• _Exercise instructions_:
What lines in the data below mention the string "woman"? Copy them out.

BEGIN Dataset content

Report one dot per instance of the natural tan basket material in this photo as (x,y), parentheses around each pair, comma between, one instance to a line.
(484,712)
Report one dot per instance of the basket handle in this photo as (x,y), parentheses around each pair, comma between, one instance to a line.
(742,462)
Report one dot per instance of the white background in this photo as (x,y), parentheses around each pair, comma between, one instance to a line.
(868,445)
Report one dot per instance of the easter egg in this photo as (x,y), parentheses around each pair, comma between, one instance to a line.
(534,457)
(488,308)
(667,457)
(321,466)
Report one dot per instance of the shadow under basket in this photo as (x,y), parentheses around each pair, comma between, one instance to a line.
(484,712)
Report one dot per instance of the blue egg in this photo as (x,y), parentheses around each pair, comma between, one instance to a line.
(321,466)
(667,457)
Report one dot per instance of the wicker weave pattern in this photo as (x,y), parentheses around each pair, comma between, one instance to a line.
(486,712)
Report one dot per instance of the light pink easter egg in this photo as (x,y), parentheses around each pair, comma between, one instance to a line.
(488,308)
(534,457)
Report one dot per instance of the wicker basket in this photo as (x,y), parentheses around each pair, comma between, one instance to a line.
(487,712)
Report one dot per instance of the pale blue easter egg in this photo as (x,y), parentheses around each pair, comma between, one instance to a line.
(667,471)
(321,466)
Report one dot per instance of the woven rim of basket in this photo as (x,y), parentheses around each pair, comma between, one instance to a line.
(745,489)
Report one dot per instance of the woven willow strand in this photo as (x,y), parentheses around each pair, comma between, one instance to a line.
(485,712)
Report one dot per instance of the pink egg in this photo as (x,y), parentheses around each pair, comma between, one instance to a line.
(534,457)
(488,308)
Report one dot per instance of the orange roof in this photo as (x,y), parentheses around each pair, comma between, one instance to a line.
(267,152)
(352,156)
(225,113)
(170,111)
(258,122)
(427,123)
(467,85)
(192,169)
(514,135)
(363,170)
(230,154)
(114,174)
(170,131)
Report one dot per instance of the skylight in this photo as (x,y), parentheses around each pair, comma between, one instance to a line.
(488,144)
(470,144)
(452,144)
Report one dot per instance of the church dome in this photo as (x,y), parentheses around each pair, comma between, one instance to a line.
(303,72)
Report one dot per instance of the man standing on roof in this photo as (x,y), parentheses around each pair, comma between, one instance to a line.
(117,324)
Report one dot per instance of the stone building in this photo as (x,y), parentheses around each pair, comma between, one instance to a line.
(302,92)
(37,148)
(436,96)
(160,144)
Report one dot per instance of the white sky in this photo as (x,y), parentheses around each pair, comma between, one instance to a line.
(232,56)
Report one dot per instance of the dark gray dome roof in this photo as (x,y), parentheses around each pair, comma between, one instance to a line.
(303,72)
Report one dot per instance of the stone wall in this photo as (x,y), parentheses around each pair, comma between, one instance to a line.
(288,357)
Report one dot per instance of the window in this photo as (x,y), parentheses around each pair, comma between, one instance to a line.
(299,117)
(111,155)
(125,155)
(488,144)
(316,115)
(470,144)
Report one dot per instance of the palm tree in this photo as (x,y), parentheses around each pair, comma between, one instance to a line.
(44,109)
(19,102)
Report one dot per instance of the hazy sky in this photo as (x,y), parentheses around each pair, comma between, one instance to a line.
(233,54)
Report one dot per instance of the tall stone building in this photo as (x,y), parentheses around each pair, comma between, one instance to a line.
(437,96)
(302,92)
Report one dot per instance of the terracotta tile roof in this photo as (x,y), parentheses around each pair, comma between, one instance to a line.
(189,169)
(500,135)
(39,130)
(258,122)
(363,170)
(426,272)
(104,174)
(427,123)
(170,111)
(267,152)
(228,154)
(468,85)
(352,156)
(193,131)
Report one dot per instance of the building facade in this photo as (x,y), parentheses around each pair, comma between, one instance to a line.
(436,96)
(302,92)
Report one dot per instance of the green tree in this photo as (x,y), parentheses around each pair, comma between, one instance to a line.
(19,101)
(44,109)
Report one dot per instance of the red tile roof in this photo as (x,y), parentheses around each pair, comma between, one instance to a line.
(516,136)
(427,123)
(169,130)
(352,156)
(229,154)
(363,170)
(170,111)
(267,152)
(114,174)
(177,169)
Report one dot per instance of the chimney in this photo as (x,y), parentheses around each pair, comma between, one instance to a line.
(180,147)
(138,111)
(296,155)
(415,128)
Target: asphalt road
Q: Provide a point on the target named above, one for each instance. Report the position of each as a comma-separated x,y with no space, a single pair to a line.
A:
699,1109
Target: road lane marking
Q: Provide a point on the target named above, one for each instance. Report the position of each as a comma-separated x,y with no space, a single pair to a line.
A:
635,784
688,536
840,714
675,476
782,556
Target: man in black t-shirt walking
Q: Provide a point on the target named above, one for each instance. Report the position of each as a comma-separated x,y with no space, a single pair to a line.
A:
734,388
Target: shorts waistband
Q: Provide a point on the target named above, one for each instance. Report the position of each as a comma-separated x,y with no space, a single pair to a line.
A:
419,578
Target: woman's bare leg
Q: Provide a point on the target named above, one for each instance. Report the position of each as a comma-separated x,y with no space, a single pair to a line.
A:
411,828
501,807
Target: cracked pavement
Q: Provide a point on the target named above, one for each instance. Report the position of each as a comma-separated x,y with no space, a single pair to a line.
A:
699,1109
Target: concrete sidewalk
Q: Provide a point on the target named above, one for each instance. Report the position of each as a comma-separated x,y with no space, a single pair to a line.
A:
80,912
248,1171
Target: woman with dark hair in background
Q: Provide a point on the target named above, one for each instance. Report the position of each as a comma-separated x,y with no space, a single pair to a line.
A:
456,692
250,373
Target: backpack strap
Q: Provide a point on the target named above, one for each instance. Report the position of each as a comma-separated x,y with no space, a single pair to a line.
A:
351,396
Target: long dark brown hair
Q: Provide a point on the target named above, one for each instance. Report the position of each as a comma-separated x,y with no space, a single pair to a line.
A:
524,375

END Dataset content

• _Exercise answer_:
Target: woman's bare leg
Target: woman with dark hair in background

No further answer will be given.